TASK DESCRIPTION: Reproduce, with no changes, the rows beginning at the line that contains "Pin the white sneaker" and continuing to the end of the rows, including both ends.

Rows taken from a collection:
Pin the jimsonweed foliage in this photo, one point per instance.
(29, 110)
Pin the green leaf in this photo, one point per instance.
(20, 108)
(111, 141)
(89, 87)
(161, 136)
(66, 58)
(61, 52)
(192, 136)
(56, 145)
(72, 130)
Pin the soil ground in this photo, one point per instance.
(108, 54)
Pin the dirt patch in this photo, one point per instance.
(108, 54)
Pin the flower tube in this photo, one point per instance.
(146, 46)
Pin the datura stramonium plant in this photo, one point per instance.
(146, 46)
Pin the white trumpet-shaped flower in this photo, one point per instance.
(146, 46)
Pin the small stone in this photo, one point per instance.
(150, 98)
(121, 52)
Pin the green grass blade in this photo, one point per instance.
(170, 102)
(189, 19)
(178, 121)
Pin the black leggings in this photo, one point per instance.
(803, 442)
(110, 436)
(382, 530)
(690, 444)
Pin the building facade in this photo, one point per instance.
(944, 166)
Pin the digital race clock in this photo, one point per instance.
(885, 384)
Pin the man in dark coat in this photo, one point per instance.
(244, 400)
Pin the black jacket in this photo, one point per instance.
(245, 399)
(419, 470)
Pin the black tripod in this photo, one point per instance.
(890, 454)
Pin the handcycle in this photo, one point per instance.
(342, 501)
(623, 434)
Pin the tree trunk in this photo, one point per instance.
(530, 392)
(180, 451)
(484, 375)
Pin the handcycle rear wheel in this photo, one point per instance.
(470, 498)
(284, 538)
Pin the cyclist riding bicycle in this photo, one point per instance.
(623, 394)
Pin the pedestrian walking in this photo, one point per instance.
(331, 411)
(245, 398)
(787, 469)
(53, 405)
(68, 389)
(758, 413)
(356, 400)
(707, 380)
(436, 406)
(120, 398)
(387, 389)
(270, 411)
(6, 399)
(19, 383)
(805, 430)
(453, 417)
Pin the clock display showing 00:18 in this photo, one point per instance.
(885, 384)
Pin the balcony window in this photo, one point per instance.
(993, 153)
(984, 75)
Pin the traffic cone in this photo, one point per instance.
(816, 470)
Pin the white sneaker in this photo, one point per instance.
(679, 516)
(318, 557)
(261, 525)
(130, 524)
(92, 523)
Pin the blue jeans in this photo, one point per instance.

COMPLETED EXERCISE:
Pin the white sneaker in this photo, one point per instance.
(679, 516)
(318, 557)
(261, 525)
(130, 524)
(92, 523)
Pin the blue jeans in this photo, one point per instance.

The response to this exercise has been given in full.